*AIM*.
Quote all lines below exactly. Images stay out.

━━━━━ GIVEN INFORMATION

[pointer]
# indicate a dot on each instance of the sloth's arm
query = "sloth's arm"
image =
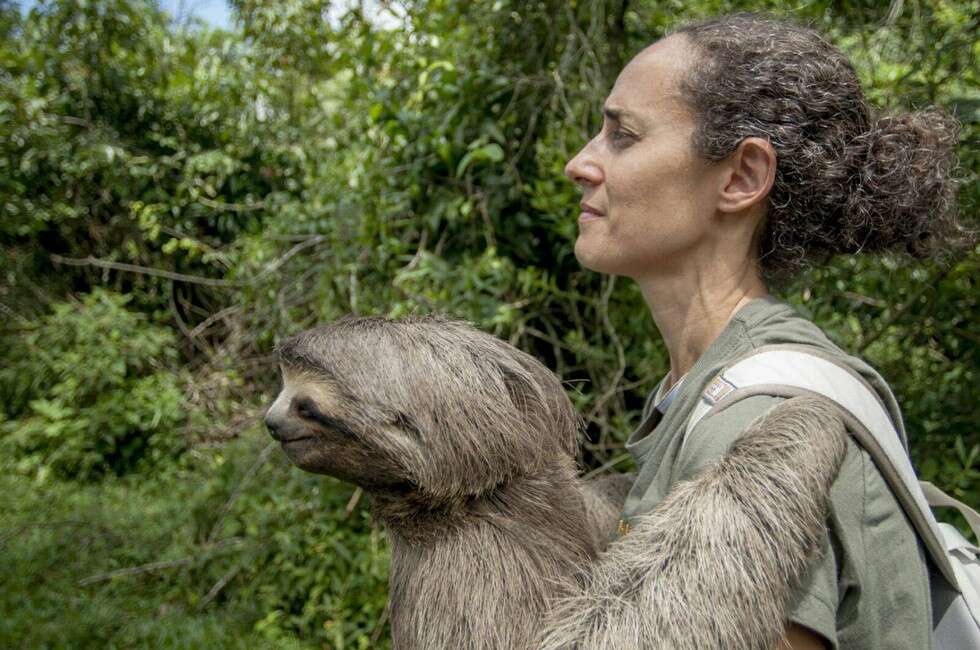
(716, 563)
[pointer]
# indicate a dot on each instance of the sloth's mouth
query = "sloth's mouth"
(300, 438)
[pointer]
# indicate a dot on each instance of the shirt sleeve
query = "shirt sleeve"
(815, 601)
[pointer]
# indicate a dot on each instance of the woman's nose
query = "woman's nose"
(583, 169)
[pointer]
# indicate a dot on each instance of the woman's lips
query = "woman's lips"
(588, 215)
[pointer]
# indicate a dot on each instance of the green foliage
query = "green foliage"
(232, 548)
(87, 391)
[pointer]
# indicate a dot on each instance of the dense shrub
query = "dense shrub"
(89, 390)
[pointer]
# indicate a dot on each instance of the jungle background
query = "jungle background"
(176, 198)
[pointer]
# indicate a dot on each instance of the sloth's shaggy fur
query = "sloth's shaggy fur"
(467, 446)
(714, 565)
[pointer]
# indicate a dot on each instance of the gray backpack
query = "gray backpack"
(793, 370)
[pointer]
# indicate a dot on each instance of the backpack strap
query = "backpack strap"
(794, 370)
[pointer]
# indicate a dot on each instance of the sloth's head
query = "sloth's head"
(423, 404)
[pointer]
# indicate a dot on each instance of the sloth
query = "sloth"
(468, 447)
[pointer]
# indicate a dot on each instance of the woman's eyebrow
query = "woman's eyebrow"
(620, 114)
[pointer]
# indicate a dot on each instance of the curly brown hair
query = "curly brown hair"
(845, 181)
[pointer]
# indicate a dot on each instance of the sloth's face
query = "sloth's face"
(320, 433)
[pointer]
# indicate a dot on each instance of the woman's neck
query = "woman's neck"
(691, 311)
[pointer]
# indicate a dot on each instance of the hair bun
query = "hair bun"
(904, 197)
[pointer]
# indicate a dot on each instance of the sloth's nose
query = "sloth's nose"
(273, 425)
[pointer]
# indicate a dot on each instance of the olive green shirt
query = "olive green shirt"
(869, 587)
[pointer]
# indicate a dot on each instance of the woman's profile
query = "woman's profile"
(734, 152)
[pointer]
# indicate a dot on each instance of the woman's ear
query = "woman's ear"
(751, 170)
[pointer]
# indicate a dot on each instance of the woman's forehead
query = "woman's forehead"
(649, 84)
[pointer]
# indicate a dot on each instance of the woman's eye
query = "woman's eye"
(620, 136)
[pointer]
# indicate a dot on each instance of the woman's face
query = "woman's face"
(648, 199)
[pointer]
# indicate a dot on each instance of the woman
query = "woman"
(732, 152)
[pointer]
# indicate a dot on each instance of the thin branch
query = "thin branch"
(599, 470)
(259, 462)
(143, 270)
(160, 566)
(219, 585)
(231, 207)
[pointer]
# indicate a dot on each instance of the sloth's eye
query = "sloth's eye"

━━━━━━━━━━

*FINAL RESULT*.
[pointer]
# indicate a dot on each instance of the sloth's arm
query = "sloth's arm"
image =
(716, 563)
[pointer]
# indicate a dot on each instance of the sloth's mouth
query = "sloth's mouth"
(300, 438)
[pointer]
# indicate a dot on each instance of the shirt sleeve
query = "shirt sleeve"
(815, 601)
[pointer]
# indicate a dot on each instance of the woman's nose
query = "woman's nose"
(583, 169)
[pointer]
# indicate a dot on each instance of the woman's lips
query = "woman's lips"
(588, 215)
[pointer]
# indicate a dot on each instance of the green foliage
query = "green foliage"
(232, 548)
(87, 391)
[pointer]
# indicate a dot on each instance of the dense shrub
query = "dense shrub"
(89, 390)
[pointer]
# indicate a dot on each instance of the jungle background
query = "jungle background"
(176, 198)
[pointer]
# indicate a dot on each instance of the sloth's shaggy fur
query = "sloth's shaggy fur"
(467, 446)
(714, 565)
[pointer]
# indicate a dot on each instance of the gray backpack
query = "gray backpack"
(793, 370)
[pointer]
# indicate a dot on each instance of the backpack strap
query = "backpack strap"
(794, 370)
[pointer]
# indicate a dot on each instance of the sloth's head
query = "sloth's head"
(423, 404)
[pointer]
# indicate a dot on each instance of the sloth
query = "sloth"
(468, 447)
[pointer]
# indicate a dot on each instance of the woman's eyebrow
query = "woman's eyebrow"
(620, 114)
[pointer]
# indicate a dot on each instance of the curly brown hair
query = "curly brown hair"
(845, 181)
[pointer]
# indicate a dot on each instance of the sloth's face
query = "sloth's face"
(320, 433)
[pointer]
# indicate a dot on each instance of the woman's neck
query = "woman's neck"
(691, 311)
[pointer]
# indicate a dot on each instance of the hair bun
query = "hair bun"
(904, 197)
[pointer]
# indicate a dot on each instance of the sloth's nose
query = "sloth's nose"
(273, 425)
[pointer]
# indicate a dot on each instance of the olive green shirt
query = "olive green shirt"
(869, 587)
[pointer]
# indicate a dot on each instance of the woman's profile
query = "woman's profile"
(734, 152)
[pointer]
# indicate a dot on each instance of the woman's ear
query = "woman's ear"
(751, 170)
[pointer]
# indicate a dot on each instance of the woman's forehead
query = "woman's forehead"
(649, 84)
[pointer]
# indicate a dot on each instance of the woman's eye
query = "woman's eye"
(620, 136)
[pointer]
# indicate a dot on each instance of the woman's face
query = "woman's face"
(648, 199)
[pointer]
# indicate a dot on each instance of the woman
query = "woman"
(732, 152)
[pointer]
# indicate a dot on each instance of the thin branch
query = "thin branch"
(599, 470)
(259, 462)
(143, 270)
(160, 566)
(219, 585)
(231, 207)
[pointer]
# indicate a dot on each instance of the sloth's eye
query = "sloth's eye"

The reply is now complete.